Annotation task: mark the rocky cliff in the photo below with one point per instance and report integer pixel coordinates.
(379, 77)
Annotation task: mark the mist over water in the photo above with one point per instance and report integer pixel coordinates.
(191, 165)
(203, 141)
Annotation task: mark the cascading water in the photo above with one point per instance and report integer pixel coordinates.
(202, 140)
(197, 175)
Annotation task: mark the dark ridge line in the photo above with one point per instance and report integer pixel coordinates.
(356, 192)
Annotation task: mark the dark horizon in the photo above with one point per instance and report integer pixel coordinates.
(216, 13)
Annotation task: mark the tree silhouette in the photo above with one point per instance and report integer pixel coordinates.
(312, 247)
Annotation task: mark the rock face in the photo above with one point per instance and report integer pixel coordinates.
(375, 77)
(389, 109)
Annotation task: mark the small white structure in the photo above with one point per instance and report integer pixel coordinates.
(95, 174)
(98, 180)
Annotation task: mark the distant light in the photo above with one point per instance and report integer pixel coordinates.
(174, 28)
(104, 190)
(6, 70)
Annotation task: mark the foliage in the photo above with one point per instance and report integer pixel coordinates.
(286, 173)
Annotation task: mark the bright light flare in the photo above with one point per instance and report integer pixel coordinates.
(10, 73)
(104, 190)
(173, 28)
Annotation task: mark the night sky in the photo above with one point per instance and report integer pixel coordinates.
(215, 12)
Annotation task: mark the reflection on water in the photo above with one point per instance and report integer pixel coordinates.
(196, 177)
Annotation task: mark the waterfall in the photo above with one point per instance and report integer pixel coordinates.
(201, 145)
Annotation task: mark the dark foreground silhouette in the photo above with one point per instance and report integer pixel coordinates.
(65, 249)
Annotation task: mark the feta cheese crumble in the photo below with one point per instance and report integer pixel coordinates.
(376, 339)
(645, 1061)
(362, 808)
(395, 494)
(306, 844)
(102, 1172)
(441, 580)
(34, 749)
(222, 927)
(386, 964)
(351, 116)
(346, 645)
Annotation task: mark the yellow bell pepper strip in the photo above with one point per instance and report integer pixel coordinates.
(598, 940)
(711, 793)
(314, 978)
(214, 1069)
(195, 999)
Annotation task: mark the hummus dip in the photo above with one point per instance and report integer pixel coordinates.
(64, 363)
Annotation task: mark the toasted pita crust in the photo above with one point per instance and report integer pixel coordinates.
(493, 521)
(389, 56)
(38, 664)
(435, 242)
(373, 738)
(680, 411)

____________

Assigned task —
Output each entry exactly. Leave none out.

Answer box —
Annotation task: mark the rocky cliff in the photo below with one point per instance and report integer pixel coordinates.
(379, 77)
Annotation task: mark the mist over water in the photo above with one point per instance and report integer pixel coordinates.
(191, 165)
(203, 141)
Annotation task: mark the cascading water in the photo above with one point per instance and report integer pixel coordinates.
(202, 140)
(197, 175)
Annotation task: mark the dark ridge line in the photo above with one point per instance and report integer pixel coordinates.
(356, 192)
Annotation task: mark the dark horizon in the photo above with one point per instance and report integer pixel coordinates.
(216, 13)
Annotation task: mark the tree silhouette in the photo above with one point per instance and report integer pixel coordinates.
(312, 247)
Annotation task: mark the rock face in the photo above with one point per instance and report integer pixel coordinates.
(375, 77)
(389, 109)
Annotation task: mark the small white structure in the photo above with one point per instance and report integer pixel coordinates.
(95, 174)
(98, 180)
Annotation task: mark the distant light in the photo above with one point per instance and report integer pixel coordinates.
(174, 28)
(104, 190)
(6, 70)
Annotation task: mark the foliage in the photo above with one point per instance and report integer pixel coordinates.
(286, 173)
Annotation task: mark the bright light flare in the photo above with one point per instance and report integer pixel coordinates.
(10, 73)
(104, 190)
(173, 28)
Annotation task: mark the night sky in the photo above with one point per instance and report integer pixel coordinates.
(215, 12)
Annotation task: mark the reflection on water in the photo above with one point per instance and report integer pixel coordinates.
(196, 177)
Annotation task: mark the waterfall in the photo above with one point per instance and report integer pixel coordinates.
(201, 145)
Annotation task: mark the dark foreground silhouette in the photo above with one point per instance and report integer pixel coordinates.
(65, 249)
Annotation task: mark the feta cheese crumble in the photo below with one point per instance and report integer pixel coordinates.
(376, 339)
(645, 1061)
(362, 808)
(395, 494)
(306, 844)
(102, 1172)
(441, 580)
(34, 749)
(222, 927)
(386, 964)
(351, 116)
(346, 645)
Annotation task: mark the yellow bell pepper strip in the photo above with one point per instance and report integer pixel coordinates.
(598, 940)
(711, 793)
(314, 978)
(214, 1069)
(195, 999)
Annotation task: mark the hummus dip in the photo above with one point per instance and report integer pixel coordinates.
(64, 363)
Annotation task: mark the toasted pita crust in the photo above with one point per instance and report integer pixel coordinates.
(493, 521)
(389, 56)
(38, 664)
(435, 242)
(373, 738)
(680, 411)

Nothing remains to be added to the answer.